*Page text*:
◇ ◇ ◇
# Spousal support and Children issues....Help!



## docc (Apr 30, 2011)

My divorce will probably be final in Sept/Oct!! I hope, and this leads to a 2 part question. Im abit nervous and would like your opinions on this.

Question 1
I'm the father and have custody of 2 boys ages 17 and 20, my wife had an affair and moved out approx 16 months ago. She pays child support for one child. Heres my problem, my kids wont have any contact with their mother at all, they are bitter!
My 17 yr old has been through counseling, i suspect smokes marijuana and is just plain angry, he also is failing school. He is angry with me as well, He is distant and stays to himself, although fine around his friend? What to do?

Question 2
As my divorce nears I worry some about spousal support we have been married 22 yrs. In ohio she is entitled to 7 yrs.
We both have high school educations , she earns 17.50 per hr and i earn 22.50 hr. I do work some overtime though. She moved out and has been living with her boyfriend for 16 months now. Do you think the judge will award her spousal support?
◇ ◇ ◇
A block of data:
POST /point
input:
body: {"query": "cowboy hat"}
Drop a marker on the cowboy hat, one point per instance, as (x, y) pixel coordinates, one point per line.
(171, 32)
◇ ◇ ◇
*Task directions*:
Answer these questions from the forum post on spousal support and children:
1. What are the ages of the two boys in the father's custody?
2. How many years has the couple been married?
3. How much does the wife earn per hour?

*Written response*:
1. 17 and 20
2. 22 years
3. 17.50 per hour